## Try it
Every line below that mentions the word "building" should be copied out.

## Stored dataset items

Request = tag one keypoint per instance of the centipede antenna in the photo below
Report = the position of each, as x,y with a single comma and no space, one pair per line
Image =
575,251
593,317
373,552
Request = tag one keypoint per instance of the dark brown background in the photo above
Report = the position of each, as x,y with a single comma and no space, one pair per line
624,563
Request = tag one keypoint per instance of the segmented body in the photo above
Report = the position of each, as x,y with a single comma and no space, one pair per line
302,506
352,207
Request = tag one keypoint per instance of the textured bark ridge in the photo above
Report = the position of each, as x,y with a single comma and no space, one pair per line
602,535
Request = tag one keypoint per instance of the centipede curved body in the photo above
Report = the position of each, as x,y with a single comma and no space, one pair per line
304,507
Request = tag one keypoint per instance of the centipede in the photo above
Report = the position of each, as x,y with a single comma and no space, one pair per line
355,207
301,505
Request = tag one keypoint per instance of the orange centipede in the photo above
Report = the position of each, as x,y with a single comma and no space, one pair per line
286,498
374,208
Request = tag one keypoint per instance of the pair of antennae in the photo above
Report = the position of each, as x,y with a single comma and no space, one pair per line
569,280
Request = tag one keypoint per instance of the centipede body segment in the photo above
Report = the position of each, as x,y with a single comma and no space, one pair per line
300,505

* * *

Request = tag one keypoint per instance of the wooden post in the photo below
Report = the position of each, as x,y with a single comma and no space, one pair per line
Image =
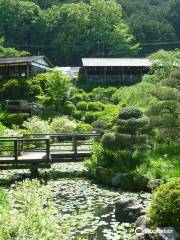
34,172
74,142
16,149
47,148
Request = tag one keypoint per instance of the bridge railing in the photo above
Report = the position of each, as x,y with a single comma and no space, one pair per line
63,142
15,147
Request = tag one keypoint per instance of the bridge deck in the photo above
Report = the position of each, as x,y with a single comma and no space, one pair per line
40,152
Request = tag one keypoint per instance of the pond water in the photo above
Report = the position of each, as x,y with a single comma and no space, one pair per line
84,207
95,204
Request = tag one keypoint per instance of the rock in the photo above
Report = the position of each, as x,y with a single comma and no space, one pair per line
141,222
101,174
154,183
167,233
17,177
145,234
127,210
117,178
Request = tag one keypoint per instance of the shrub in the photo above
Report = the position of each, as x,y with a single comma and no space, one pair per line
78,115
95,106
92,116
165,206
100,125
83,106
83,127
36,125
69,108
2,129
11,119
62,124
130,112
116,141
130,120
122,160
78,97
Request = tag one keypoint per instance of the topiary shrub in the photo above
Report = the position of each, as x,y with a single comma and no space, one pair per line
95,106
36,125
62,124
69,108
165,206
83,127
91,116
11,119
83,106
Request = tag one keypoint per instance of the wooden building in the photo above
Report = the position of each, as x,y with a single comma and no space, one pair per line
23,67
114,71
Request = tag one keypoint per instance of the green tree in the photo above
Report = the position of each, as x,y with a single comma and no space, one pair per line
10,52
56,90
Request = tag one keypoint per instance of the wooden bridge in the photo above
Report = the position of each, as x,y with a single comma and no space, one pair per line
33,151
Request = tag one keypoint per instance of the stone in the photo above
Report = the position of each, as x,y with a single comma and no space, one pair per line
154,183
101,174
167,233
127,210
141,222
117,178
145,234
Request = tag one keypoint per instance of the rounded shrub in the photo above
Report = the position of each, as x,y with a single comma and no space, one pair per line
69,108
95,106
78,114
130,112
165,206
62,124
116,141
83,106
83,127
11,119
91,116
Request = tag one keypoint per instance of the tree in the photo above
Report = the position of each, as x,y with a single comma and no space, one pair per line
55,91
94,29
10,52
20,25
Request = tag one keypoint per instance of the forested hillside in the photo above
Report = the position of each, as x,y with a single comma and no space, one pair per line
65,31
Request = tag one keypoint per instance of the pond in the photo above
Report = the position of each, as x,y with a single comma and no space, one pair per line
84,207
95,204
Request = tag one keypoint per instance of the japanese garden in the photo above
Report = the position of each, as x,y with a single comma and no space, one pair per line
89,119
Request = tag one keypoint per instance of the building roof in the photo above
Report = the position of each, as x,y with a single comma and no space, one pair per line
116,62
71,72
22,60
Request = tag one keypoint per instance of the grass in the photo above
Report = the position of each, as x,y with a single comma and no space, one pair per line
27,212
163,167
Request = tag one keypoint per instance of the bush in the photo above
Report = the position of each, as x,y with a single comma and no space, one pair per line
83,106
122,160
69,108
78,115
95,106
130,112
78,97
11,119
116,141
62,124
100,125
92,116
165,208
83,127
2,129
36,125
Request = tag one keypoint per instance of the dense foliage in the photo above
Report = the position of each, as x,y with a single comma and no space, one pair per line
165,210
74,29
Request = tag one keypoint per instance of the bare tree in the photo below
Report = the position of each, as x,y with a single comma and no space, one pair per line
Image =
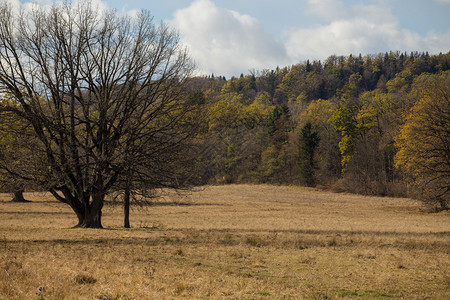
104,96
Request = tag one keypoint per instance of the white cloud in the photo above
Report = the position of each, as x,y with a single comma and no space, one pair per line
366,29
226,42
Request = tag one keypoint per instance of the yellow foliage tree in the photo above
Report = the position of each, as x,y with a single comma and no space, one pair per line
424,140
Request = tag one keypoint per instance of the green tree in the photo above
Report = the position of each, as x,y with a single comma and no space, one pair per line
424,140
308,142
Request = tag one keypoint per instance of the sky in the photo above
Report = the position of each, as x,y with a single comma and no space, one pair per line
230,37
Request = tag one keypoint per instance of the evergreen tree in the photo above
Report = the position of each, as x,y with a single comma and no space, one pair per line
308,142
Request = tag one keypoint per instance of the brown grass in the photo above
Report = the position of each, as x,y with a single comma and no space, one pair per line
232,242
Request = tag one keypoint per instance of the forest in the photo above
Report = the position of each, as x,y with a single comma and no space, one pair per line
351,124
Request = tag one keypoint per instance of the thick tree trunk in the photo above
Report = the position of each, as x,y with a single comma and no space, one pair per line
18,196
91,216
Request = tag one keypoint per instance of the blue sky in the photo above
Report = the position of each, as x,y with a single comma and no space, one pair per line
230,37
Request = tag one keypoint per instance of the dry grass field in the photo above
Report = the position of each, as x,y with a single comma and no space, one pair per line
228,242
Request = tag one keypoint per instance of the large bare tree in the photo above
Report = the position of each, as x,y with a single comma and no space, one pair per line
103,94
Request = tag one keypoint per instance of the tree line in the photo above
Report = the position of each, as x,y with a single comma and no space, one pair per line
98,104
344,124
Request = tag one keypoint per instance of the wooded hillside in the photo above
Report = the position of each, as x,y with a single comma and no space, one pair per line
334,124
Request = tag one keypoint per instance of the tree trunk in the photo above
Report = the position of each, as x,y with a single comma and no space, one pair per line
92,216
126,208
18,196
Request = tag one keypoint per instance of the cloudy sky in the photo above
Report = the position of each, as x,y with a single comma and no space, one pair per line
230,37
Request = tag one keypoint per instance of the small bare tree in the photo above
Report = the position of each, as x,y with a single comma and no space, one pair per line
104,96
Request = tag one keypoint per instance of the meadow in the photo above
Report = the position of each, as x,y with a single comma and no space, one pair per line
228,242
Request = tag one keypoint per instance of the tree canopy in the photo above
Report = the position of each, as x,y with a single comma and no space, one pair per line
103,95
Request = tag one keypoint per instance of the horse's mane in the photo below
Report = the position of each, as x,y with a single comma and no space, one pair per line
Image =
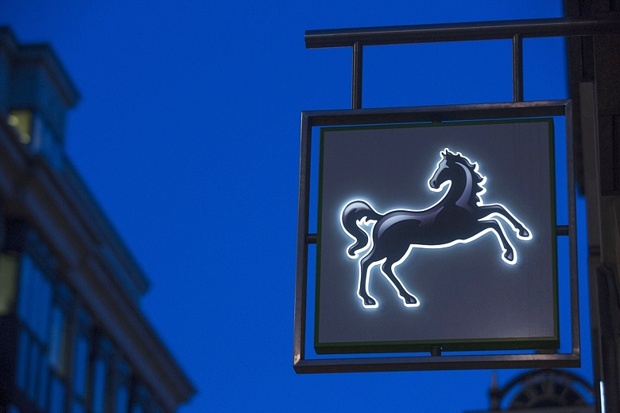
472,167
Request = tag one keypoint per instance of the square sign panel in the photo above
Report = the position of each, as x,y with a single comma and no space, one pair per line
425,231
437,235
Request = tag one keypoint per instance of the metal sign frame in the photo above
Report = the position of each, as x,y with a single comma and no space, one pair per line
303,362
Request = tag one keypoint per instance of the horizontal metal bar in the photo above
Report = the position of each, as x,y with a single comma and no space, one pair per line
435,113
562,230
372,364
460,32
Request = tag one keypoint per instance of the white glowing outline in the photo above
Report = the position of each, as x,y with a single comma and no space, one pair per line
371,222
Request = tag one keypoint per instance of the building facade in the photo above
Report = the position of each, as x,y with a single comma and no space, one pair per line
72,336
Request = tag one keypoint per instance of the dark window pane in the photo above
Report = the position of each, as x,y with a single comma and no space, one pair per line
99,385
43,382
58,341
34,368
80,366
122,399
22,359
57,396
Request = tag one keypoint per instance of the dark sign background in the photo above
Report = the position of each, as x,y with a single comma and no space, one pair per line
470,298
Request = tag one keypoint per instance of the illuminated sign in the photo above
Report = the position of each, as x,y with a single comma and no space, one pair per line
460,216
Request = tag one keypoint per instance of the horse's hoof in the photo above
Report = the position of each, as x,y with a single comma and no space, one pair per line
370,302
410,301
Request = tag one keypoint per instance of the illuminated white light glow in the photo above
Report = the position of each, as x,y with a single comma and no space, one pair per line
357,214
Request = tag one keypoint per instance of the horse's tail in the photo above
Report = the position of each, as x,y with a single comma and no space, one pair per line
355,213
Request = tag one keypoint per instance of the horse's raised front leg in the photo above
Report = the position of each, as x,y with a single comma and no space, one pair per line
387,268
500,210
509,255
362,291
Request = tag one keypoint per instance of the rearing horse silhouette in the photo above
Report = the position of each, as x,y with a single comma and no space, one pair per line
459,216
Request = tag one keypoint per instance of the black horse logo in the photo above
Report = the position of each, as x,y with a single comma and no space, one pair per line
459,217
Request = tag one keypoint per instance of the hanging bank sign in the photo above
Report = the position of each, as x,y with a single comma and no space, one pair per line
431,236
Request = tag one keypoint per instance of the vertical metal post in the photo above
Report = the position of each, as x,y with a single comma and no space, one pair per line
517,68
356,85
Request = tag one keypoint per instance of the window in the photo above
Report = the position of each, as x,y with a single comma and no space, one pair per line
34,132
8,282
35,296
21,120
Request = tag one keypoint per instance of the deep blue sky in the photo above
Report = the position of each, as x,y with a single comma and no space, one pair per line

## Answer space
Request = tag one keypoint per instance of the wooden building in the photo above
Request = tag one keypoint per instance of the building roof in the photo above
Request = tag one keypoint per instance of the building facade in the photo above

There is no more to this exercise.